- WRITTEN TASKS
• a. Answer these questions using the sentencing excerpt:
(i) How many months of the sentence on count 1 are ordered to be served cumulatively with the sentence on count 3?
(ii) What is the resulting effective sentence of imprisonment?
(iii) Which decision's considerations are said to favor some suspension?
• b. Print the passage of the sentencing excerpt from the words "1. The considerations" up to and including the words "time and expense.".

- SELECTED TEXT
============================================================

Concurrent vs cumulative

  1. I substantially agree with the Crown’s submission that as count 1 concerned a different victim, it is appropriate that part of that sentence should be added to the head sentence on count 3.[5] I therefore order that 6 months of the sentence on count 1 be served cumulatively with the sentence on count 3.
  2. Further, in my view, part of the sentence for count 2 should also be added to the head sentence. Although it may be said that counts 2 and 3 are unrelated, this, in my view, was not an ordinary housebreaking for the purpose of trespass or even a property offence such as theft. In this case, the Defendant targeted the young male victim, waited for his older sister to leave the house and then invaded their family home for the express purpose of sexually abusing him. In those circumstances, and having regard to the totality principle, I consider it appropriate to also order that 6 months of the sentence on count 2 be served cumulatively with the sentence on count 3.
  3. Accordingly, the resulting effective sentence is 54 months (or 4 ½ years) imprisonment.[6]
  4. After taking into account the overall criminality of the offending and what follows in respect of suspension, I do not consider that the resulting sentence can be considered a ‘crushing’ first period of imprisonment.

Suspension

  1. The considerations in Mo’unga [1998] Tonga LR 154 at 157 favour some suspension. The Defendant is very young. These are apparently his first serious offences. He co-operated with the police and pleaded guilty at the earliest opportunity which spared the victims the stress and indignity of having to give evidence as well as saving the State valuable time and expense.

============================================================

- PROVIDED MATERIAL
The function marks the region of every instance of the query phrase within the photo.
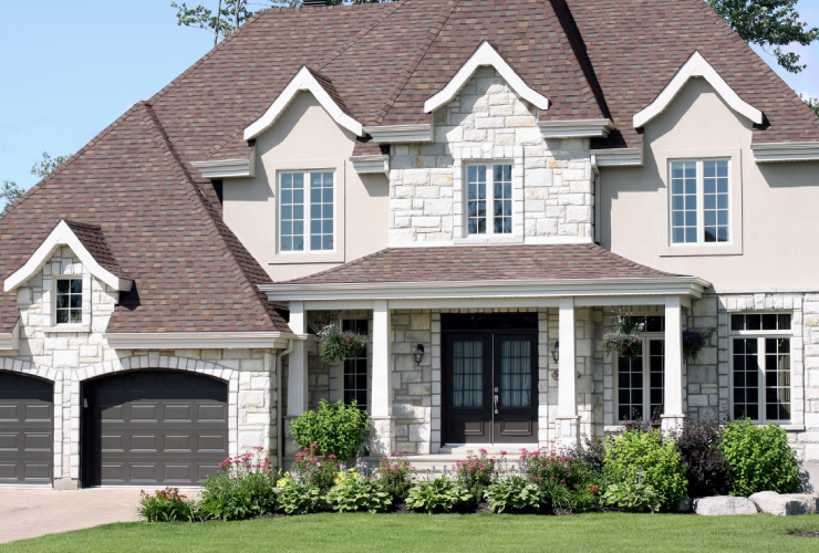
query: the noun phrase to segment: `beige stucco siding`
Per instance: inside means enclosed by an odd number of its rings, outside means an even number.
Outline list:
[[[387,179],[353,170],[354,145],[355,136],[340,127],[312,94],[302,92],[257,139],[256,176],[225,179],[225,221],[273,280],[323,271],[386,248]],[[281,253],[278,175],[310,169],[335,174],[335,250]]]
[[[711,85],[692,80],[645,127],[645,165],[601,169],[601,244],[640,263],[695,274],[717,290],[816,288],[819,274],[819,163],[757,164],[751,123]],[[729,157],[733,247],[667,247],[667,160]],[[737,171],[740,169],[740,173]]]

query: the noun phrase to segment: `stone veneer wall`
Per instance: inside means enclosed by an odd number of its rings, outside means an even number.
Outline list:
[[[82,325],[52,325],[58,275],[83,279]],[[80,473],[81,383],[104,374],[173,368],[228,382],[230,455],[261,447],[276,455],[276,356],[272,349],[115,351],[103,333],[118,292],[95,279],[69,248],[61,248],[18,291],[20,349],[0,352],[0,369],[54,383],[55,486]],[[61,482],[62,480],[62,482]]]
[[[469,242],[591,239],[593,176],[588,139],[546,140],[537,108],[493,67],[481,67],[434,114],[434,142],[391,147],[390,242],[463,242],[464,165],[512,165],[512,234]],[[488,210],[487,206],[487,210]]]

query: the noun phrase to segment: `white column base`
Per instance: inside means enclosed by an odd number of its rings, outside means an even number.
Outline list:
[[[558,416],[554,418],[554,442],[558,448],[569,449],[580,442],[580,417]]]
[[[370,455],[388,457],[395,452],[395,417],[370,417]]]

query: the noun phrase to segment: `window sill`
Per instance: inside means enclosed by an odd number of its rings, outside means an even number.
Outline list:
[[[43,332],[50,332],[50,333],[61,333],[61,332],[70,332],[70,333],[91,332],[91,325],[83,325],[83,324],[60,324],[60,325],[56,325],[56,326],[49,326],[48,328],[44,328]]]

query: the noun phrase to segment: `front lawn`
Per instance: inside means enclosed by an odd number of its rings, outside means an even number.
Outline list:
[[[48,521],[43,521],[48,524]],[[0,545],[0,553],[128,552],[693,552],[819,551],[819,515],[336,514],[243,522],[127,523]]]

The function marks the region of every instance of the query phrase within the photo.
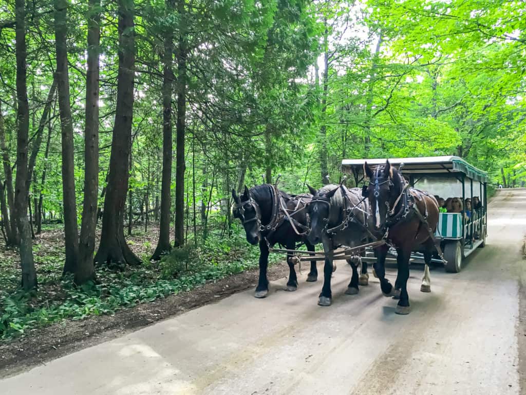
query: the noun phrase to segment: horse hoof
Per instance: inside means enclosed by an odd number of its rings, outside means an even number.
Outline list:
[[[396,291],[394,290],[394,287],[391,287],[391,291],[389,293],[386,293],[383,291],[382,291],[382,294],[386,298],[390,298],[392,296],[394,296],[396,294]]]
[[[320,297],[318,300],[318,306],[330,306],[332,301],[330,298],[327,297]]]
[[[346,295],[356,295],[358,293],[358,289],[353,288],[352,287],[347,287],[347,290],[345,291]]]
[[[268,295],[268,290],[265,289],[262,291],[256,291],[254,294],[254,297],[257,298],[259,299],[262,299],[264,298],[266,298],[267,295]]]
[[[358,285],[369,285],[369,273],[366,273],[365,274],[360,274],[360,278],[358,279]]]
[[[409,313],[410,311],[410,308],[409,306],[400,306],[397,305],[396,309],[394,309],[394,312],[397,314],[399,314],[400,315],[407,315]]]
[[[420,292],[431,292],[431,285],[426,284],[422,284],[420,285]]]

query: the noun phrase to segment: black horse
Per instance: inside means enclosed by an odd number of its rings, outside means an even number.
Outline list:
[[[389,161],[385,166],[373,169],[366,162],[363,171],[369,178],[369,184],[364,186],[363,193],[369,199],[376,231],[396,247],[398,270],[394,288],[385,278],[384,265],[389,249],[387,244],[376,249],[375,271],[384,295],[399,298],[395,312],[409,314],[409,259],[411,252],[419,244],[424,247],[426,262],[420,291],[431,291],[429,265],[435,246],[432,235],[438,223],[438,203],[427,192],[410,187]]]
[[[330,282],[332,273],[332,258],[330,253],[340,246],[352,248],[365,244],[370,236],[369,230],[372,227],[366,200],[361,197],[359,188],[347,189],[343,185],[328,185],[316,191],[309,186],[312,200],[307,204],[310,218],[310,229],[307,240],[311,244],[322,243],[326,256],[323,266],[323,286],[318,304],[329,306],[332,291]],[[367,264],[361,262],[357,254],[347,260],[352,269],[352,275],[345,293],[355,295],[358,293],[358,284],[367,285],[369,274]],[[359,278],[358,266],[361,264]]]
[[[292,196],[270,184],[257,185],[249,190],[246,186],[242,194],[238,196],[232,190],[235,205],[234,216],[241,220],[247,234],[247,241],[251,244],[259,243],[259,279],[254,295],[265,298],[268,294],[267,266],[268,264],[269,246],[276,244],[288,250],[295,250],[297,243],[304,242],[309,251],[314,245],[305,240],[307,215],[305,206],[312,197],[310,195]],[[287,254],[289,280],[286,291],[298,289],[298,278],[294,269],[292,254]],[[311,261],[310,271],[307,281],[318,279],[316,261]]]

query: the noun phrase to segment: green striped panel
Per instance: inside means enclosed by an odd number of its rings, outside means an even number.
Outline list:
[[[462,218],[459,213],[440,213],[435,235],[443,238],[462,237]]]

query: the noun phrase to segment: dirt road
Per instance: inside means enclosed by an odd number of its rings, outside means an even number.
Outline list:
[[[304,271],[296,292],[282,279],[266,299],[233,295],[0,380],[0,392],[526,393],[526,190],[500,191],[490,212],[488,245],[461,273],[432,271],[426,294],[421,268],[411,271],[409,315],[394,314],[372,276],[345,295],[350,270],[340,263],[330,307],[316,305],[321,283],[305,282]]]

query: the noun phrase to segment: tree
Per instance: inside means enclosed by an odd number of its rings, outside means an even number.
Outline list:
[[[84,201],[75,282],[95,279],[95,248],[98,199],[99,52],[100,0],[89,0],[88,19],[87,73],[86,80],[86,125],[84,129]]]
[[[177,121],[175,153],[175,242],[179,247],[185,243],[185,132],[186,127],[186,57],[188,56],[185,15],[186,0],[178,0],[179,38],[177,51]]]
[[[167,14],[173,12],[173,0],[166,2]],[[172,63],[174,52],[174,34],[171,26],[165,32],[163,76],[163,180],[161,185],[161,213],[159,225],[159,241],[151,260],[158,261],[161,255],[170,251],[170,219],[171,196],[172,124],[171,96],[174,72]]]
[[[119,71],[117,106],[112,137],[108,185],[104,199],[100,244],[95,261],[137,264],[140,262],[124,239],[124,206],[129,177],[135,71],[133,0],[118,1]]]
[[[75,165],[73,154],[73,120],[69,96],[69,74],[68,72],[67,0],[54,0],[55,45],[57,78],[58,85],[58,107],[62,136],[62,196],[64,205],[66,261],[64,272],[75,273],[78,255],[78,229],[77,228],[77,205],[75,190]]]
[[[38,283],[33,255],[31,230],[27,219],[29,197],[27,182],[27,145],[29,137],[29,103],[26,73],[26,9],[24,0],[15,2],[17,121],[16,179],[15,212],[20,233],[20,261],[22,269],[22,288],[25,291],[36,289]],[[13,215],[13,214],[12,214]]]

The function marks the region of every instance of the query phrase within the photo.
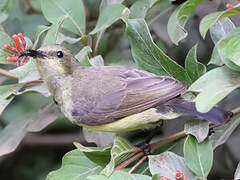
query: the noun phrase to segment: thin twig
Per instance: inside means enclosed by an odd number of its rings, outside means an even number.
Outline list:
[[[133,161],[135,161],[137,158],[141,157],[142,155],[144,155],[143,152],[139,152],[135,155],[133,155],[132,157],[130,157],[129,159],[127,159],[126,161],[124,161],[122,164],[120,164],[119,166],[117,166],[115,168],[115,170],[121,170],[125,167],[127,167],[130,163],[132,163]]]
[[[147,159],[147,156],[143,156],[142,159],[140,159],[131,169],[128,171],[130,174]]]
[[[15,76],[14,74],[8,72],[8,71],[5,70],[5,69],[0,69],[0,75],[6,76],[6,77],[9,77],[9,78],[13,78],[13,79],[18,79],[17,76]]]
[[[26,8],[27,8],[27,13],[31,14],[33,13],[33,7],[31,5],[30,0],[25,0]]]
[[[183,138],[185,136],[186,136],[185,132],[184,131],[180,131],[180,132],[178,132],[176,134],[173,134],[171,136],[163,138],[163,139],[161,139],[160,141],[158,141],[156,143],[150,144],[151,150],[152,150],[152,152],[154,152],[159,146],[162,146],[164,144],[176,141],[176,140],[181,139],[181,138]]]
[[[101,31],[101,32],[97,35],[97,41],[96,41],[96,44],[95,44],[95,47],[94,47],[94,51],[93,51],[93,55],[94,55],[94,56],[97,55],[98,46],[99,46],[99,43],[100,43],[100,40],[101,40],[101,38],[102,38],[103,33],[104,33],[104,31]]]
[[[29,86],[33,86],[33,85],[35,85],[35,84],[41,84],[41,83],[43,83],[44,81],[43,80],[34,80],[34,81],[29,81],[29,82],[27,82],[25,85],[24,85],[24,87],[29,87]]]

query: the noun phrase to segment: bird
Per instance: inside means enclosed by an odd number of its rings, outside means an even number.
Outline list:
[[[74,124],[105,132],[151,128],[182,114],[212,124],[230,120],[232,112],[213,107],[198,112],[194,102],[181,98],[187,86],[170,76],[126,66],[82,66],[62,45],[25,50],[60,107]]]

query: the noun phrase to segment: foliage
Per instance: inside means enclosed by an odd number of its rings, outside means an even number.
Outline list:
[[[7,61],[12,53],[4,45],[14,47],[16,44],[10,37],[13,32],[8,29],[13,22],[22,24],[19,29],[30,37],[31,40],[26,37],[28,48],[62,44],[72,50],[83,66],[129,65],[183,81],[189,87],[185,95],[192,93],[191,97],[200,112],[208,112],[240,87],[240,29],[230,19],[231,16],[240,14],[240,5],[231,9],[219,6],[221,11],[211,12],[201,20],[201,36],[205,38],[210,30],[214,42],[209,61],[214,66],[206,66],[198,61],[198,45],[194,45],[182,63],[185,67],[182,67],[165,51],[167,43],[159,40],[161,36],[156,38],[153,35],[152,22],[156,20],[155,17],[164,16],[165,11],[172,10],[167,32],[172,41],[170,43],[181,45],[191,35],[188,35],[189,30],[185,26],[203,3],[202,0],[102,0],[101,3],[93,3],[97,11],[92,10],[94,7],[91,3],[93,2],[88,0],[30,1],[31,7],[26,11],[29,10],[32,14],[27,15],[20,8],[25,2],[0,2],[0,74],[5,77],[0,85],[0,114],[5,109],[7,111],[8,105],[23,94],[34,92],[46,99],[46,107],[40,108],[39,105],[34,111],[8,122],[1,129],[0,139],[3,143],[0,145],[0,155],[13,152],[27,132],[41,131],[61,116],[49,98],[50,92],[40,80],[34,60],[29,59],[20,67],[16,62]],[[98,16],[96,12],[99,13]],[[27,28],[30,24],[27,23],[28,17],[40,24]],[[91,18],[95,18],[94,21],[90,21]],[[14,30],[18,33],[16,31],[18,29]],[[125,55],[126,51],[128,56]],[[216,133],[211,137],[208,137],[209,123],[205,120],[186,121],[184,131],[165,137],[160,143],[150,144],[153,154],[148,156],[148,163],[147,156],[140,148],[118,135],[113,135],[113,145],[107,148],[90,148],[74,143],[77,149],[63,157],[61,168],[50,172],[47,180],[174,179],[178,171],[189,180],[207,179],[212,169],[214,149],[225,143],[240,123],[239,110],[231,110],[235,112],[231,121],[216,127]],[[98,136],[103,137],[100,134]],[[182,145],[180,139],[185,136]],[[183,154],[175,151],[174,148],[178,146]],[[235,178],[239,177],[239,169],[238,165]]]

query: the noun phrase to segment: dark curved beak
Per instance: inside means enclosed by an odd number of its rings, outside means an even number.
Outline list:
[[[45,55],[42,51],[38,51],[38,50],[26,50],[26,51],[23,51],[18,57],[23,57],[23,56],[30,56],[30,57],[33,57],[33,58],[36,58],[36,57],[41,57],[41,58],[44,58]]]

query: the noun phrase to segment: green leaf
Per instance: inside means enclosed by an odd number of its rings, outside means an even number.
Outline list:
[[[14,95],[24,86],[24,84],[11,84],[0,86],[0,115],[7,105],[14,99]]]
[[[101,167],[90,161],[79,149],[68,152],[62,159],[62,167],[50,172],[47,180],[83,180],[98,174]]]
[[[172,42],[178,45],[178,42],[187,37],[187,31],[184,26],[196,7],[202,0],[188,0],[179,6],[171,15],[168,21],[168,34]]]
[[[234,174],[234,180],[238,180],[238,179],[240,179],[240,162],[238,163],[238,167]]]
[[[89,62],[92,66],[104,66],[104,60],[101,55],[91,58]]]
[[[240,14],[240,5],[235,6],[231,9],[226,9],[225,11],[218,11],[205,16],[200,22],[199,31],[203,38],[205,38],[208,29],[213,26],[217,21]]]
[[[140,174],[129,174],[124,171],[115,171],[109,178],[104,175],[93,175],[87,177],[88,180],[151,180],[152,178]]]
[[[177,171],[181,171],[185,178],[194,179],[184,159],[173,152],[166,151],[160,155],[149,156],[149,168],[153,174],[159,174],[169,179],[175,179]]]
[[[1,100],[0,100],[1,102]],[[21,118],[11,121],[2,131],[0,131],[0,156],[13,152],[25,134],[31,119]]]
[[[3,111],[12,102],[14,97],[15,96],[11,96],[11,97],[9,97],[7,99],[1,99],[1,102],[0,102],[0,115],[2,115]]]
[[[176,6],[169,0],[158,0],[148,9],[144,19],[148,24],[151,24],[156,19],[159,19],[161,16],[163,17],[166,15],[165,13],[171,12],[175,8]]]
[[[211,38],[216,44],[220,39],[223,39],[230,33],[232,30],[236,29],[234,23],[229,18],[221,19],[220,21],[216,22],[210,28],[210,35]]]
[[[129,19],[127,35],[131,43],[132,56],[141,69],[158,75],[170,75],[190,83],[184,68],[169,58],[153,42],[144,19]]]
[[[135,154],[135,152],[133,152],[134,149],[135,147],[126,139],[116,136],[111,149],[111,161],[102,170],[101,174],[109,177],[117,165],[121,164],[123,161]]]
[[[96,148],[96,147],[85,147],[80,143],[73,143],[79,150],[81,150],[89,160],[100,165],[101,167],[105,167],[111,158],[111,148]]]
[[[111,4],[121,4],[124,0],[102,0],[100,4],[100,11],[102,11],[105,7]]]
[[[240,71],[240,34],[223,39],[218,45],[218,52],[223,62],[231,69]]]
[[[45,97],[51,96],[51,93],[49,92],[47,86],[44,83],[40,83],[40,84],[36,84],[36,85],[32,85],[30,87],[27,87],[23,91],[19,92],[17,95],[20,95],[22,93],[27,93],[27,92],[38,92]]]
[[[24,86],[24,84],[11,84],[0,86],[0,102],[11,95],[15,95]]]
[[[194,136],[188,135],[184,143],[184,160],[196,175],[207,178],[213,163],[213,148],[209,139],[198,143]]]
[[[96,34],[111,26],[119,19],[126,21],[129,16],[129,9],[122,4],[112,4],[104,8],[99,15],[96,27],[90,32],[90,34]]]
[[[63,28],[83,35],[85,33],[85,10],[82,0],[41,0],[43,15],[55,24],[59,17],[69,17],[64,21]]]
[[[147,11],[156,3],[163,0],[139,0],[130,7],[130,19],[145,18]]]
[[[26,64],[9,71],[18,77],[19,83],[25,83],[40,79],[35,60],[30,58]]]
[[[90,54],[91,52],[92,49],[89,46],[85,46],[75,55],[75,58],[80,62],[81,65],[91,66],[88,58],[88,54]]]
[[[59,108],[52,102],[43,108],[40,108],[36,113],[30,116],[31,124],[28,126],[29,132],[38,132],[47,127],[58,118],[60,113]]]
[[[0,23],[8,18],[8,14],[12,8],[12,0],[1,0],[0,2]]]
[[[46,31],[48,31],[51,27],[49,26],[44,26],[44,25],[40,25],[37,28],[37,32],[36,32],[36,37],[35,37],[35,42],[33,44],[33,49],[37,48],[38,42],[40,40],[40,37],[42,36],[42,34]]]
[[[200,143],[208,137],[209,123],[202,119],[189,120],[184,124],[184,131],[186,134],[193,135]]]
[[[51,25],[50,29],[48,30],[44,38],[43,45],[56,44],[58,34],[59,34],[59,29],[63,25],[64,21],[66,21],[68,18],[69,17],[67,16],[60,17],[59,19],[56,20],[56,23],[53,23]]]
[[[6,33],[0,31],[0,64],[13,64],[7,61],[7,57],[12,56],[13,53],[4,48],[5,44],[15,47],[13,40]]]
[[[185,60],[185,69],[192,82],[196,81],[207,71],[205,65],[197,60],[197,45],[188,52]]]
[[[195,99],[196,108],[199,112],[208,112],[238,87],[240,87],[240,73],[227,67],[219,67],[201,76],[188,91],[199,92]]]
[[[225,20],[225,19],[223,19],[223,20]],[[223,21],[223,20],[221,20],[221,21]],[[221,21],[217,22],[215,25],[219,26],[218,24],[221,23]],[[215,27],[215,25],[213,27]],[[229,27],[230,27],[230,25],[229,25]],[[224,27],[222,27],[222,29],[223,28]],[[230,28],[230,30],[231,30],[231,28]],[[218,42],[216,43],[216,45],[213,49],[213,52],[212,52],[211,60],[209,61],[208,64],[216,64],[218,66],[222,66],[223,64],[227,64],[230,68],[232,67],[233,69],[236,68],[237,70],[239,70],[239,68],[236,64],[231,63],[231,61],[229,61],[224,54],[223,55],[221,54],[221,52],[219,51],[219,45],[225,39],[231,39],[233,37],[239,36],[240,35],[240,28],[232,29],[230,32],[226,32],[226,33],[227,34],[225,36],[223,35],[223,37],[220,40],[218,40]]]
[[[95,131],[88,128],[83,128],[82,132],[84,139],[89,143],[95,143],[97,147],[111,146],[116,136],[116,133]]]
[[[228,123],[214,128],[215,133],[210,136],[213,148],[215,149],[216,147],[224,144],[239,124],[240,113],[237,113]]]

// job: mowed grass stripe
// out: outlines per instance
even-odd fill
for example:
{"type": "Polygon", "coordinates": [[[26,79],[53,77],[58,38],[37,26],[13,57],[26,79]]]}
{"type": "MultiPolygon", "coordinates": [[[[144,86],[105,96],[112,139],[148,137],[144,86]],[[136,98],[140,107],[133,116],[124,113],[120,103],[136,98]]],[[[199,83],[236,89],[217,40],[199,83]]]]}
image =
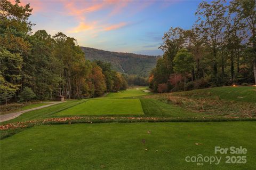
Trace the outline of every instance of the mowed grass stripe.
{"type": "Polygon", "coordinates": [[[106,95],[106,98],[130,98],[142,96],[151,94],[150,92],[145,92],[146,87],[127,89],[120,91],[116,93],[109,93],[106,95]]]}
{"type": "Polygon", "coordinates": [[[143,115],[139,99],[97,99],[60,111],[58,116],[143,115]]]}
{"type": "Polygon", "coordinates": [[[36,126],[0,141],[1,169],[254,169],[255,131],[251,122],[36,126]],[[247,152],[214,154],[215,146],[247,152]],[[219,165],[186,161],[198,154],[222,159],[219,165]],[[246,156],[247,163],[225,164],[227,156],[246,156]]]}

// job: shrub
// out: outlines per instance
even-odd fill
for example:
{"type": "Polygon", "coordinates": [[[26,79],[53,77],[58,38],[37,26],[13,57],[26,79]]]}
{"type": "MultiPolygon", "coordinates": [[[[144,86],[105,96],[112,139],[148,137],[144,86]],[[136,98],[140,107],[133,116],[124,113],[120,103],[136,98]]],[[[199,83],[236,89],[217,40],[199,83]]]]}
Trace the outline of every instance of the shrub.
{"type": "Polygon", "coordinates": [[[166,92],[168,90],[168,87],[166,83],[159,84],[157,87],[157,92],[164,93],[166,92]]]}
{"type": "Polygon", "coordinates": [[[25,103],[17,103],[2,105],[1,106],[1,111],[11,111],[13,110],[17,110],[25,106],[26,104],[25,103]]]}
{"type": "Polygon", "coordinates": [[[186,90],[191,90],[193,89],[194,89],[194,82],[189,82],[186,84],[186,90]]]}
{"type": "Polygon", "coordinates": [[[21,92],[20,98],[20,101],[29,101],[31,99],[34,99],[36,97],[36,95],[34,93],[32,90],[28,87],[25,87],[21,92]]]}
{"type": "Polygon", "coordinates": [[[249,85],[249,84],[248,83],[243,83],[242,84],[242,86],[248,86],[249,85]]]}

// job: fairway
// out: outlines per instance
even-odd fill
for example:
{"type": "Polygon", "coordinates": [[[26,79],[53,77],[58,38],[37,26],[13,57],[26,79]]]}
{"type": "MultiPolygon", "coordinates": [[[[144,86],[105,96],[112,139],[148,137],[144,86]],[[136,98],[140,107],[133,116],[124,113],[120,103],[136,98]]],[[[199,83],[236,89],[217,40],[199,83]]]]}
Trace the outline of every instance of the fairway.
{"type": "Polygon", "coordinates": [[[37,126],[0,141],[1,169],[253,169],[255,131],[251,122],[37,126]],[[215,146],[246,148],[246,164],[225,164],[232,155],[215,155],[215,146]],[[185,161],[198,154],[222,159],[202,166],[185,161]]]}
{"type": "Polygon", "coordinates": [[[126,90],[120,91],[116,93],[109,93],[106,97],[107,98],[130,98],[136,97],[149,94],[150,92],[145,92],[143,90],[146,90],[145,87],[135,88],[132,89],[127,89],[126,90]]]}
{"type": "Polygon", "coordinates": [[[92,99],[57,113],[56,115],[143,115],[139,99],[92,99]]]}

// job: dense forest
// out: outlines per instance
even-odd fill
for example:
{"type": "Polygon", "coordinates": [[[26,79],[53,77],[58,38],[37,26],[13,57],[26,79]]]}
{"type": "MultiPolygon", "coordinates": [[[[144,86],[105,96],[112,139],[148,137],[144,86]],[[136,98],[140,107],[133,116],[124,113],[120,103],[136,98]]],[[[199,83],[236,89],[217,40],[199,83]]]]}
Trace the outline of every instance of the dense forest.
{"type": "Polygon", "coordinates": [[[160,57],[81,47],[86,59],[110,62],[116,71],[139,77],[148,77],[151,70],[156,66],[157,59],[160,57]]]}
{"type": "Polygon", "coordinates": [[[29,4],[1,0],[0,8],[1,102],[79,99],[126,89],[123,75],[109,63],[85,60],[75,38],[44,30],[33,34],[29,4]]]}
{"type": "Polygon", "coordinates": [[[191,29],[164,34],[149,86],[162,93],[256,84],[256,1],[202,2],[195,15],[191,29]]]}

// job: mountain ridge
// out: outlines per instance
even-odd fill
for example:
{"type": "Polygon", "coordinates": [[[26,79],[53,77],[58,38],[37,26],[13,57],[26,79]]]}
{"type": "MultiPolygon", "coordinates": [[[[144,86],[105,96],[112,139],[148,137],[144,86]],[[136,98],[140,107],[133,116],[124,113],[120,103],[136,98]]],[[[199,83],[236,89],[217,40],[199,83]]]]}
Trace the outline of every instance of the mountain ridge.
{"type": "Polygon", "coordinates": [[[83,46],[81,48],[85,53],[85,59],[87,60],[98,60],[110,62],[113,68],[117,71],[143,77],[148,76],[150,71],[155,66],[157,59],[161,57],[111,52],[83,46]]]}

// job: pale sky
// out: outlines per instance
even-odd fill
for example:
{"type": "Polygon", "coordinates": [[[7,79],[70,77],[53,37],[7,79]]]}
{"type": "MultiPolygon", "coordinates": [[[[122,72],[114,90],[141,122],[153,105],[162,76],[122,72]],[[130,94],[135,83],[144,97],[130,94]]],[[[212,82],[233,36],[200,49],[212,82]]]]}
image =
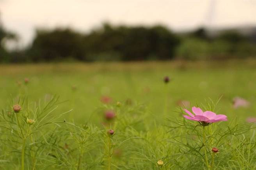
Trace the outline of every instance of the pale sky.
{"type": "Polygon", "coordinates": [[[88,31],[104,21],[117,25],[160,24],[175,31],[202,25],[256,25],[256,0],[0,0],[1,20],[30,42],[35,28],[69,27],[88,31]]]}

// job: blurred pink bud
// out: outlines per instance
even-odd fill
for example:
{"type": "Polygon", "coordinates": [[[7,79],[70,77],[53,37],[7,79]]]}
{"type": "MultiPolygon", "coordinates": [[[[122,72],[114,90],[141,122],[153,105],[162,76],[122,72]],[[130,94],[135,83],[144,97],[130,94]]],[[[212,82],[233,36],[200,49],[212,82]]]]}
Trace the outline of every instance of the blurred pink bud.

============================================================

- ANSWERS TO THE EXERCISE
• a.
(i) 6 months
(ii) 54 months (or 4 ½ years)
(iii) Mo’unga [1998] Tonga LR 154 at 157

• b.
1. The considerations in Mo’unga [1998] Tonga LR 154 at 157 favour some suspension. The Defendant is very young. These are apparently his first serious offences. He co-operated with the police and pleaded guilty at the earliest opportunity which spared the victims the stress and indignity of having to give evidence as well as saving the State valuable time and expense.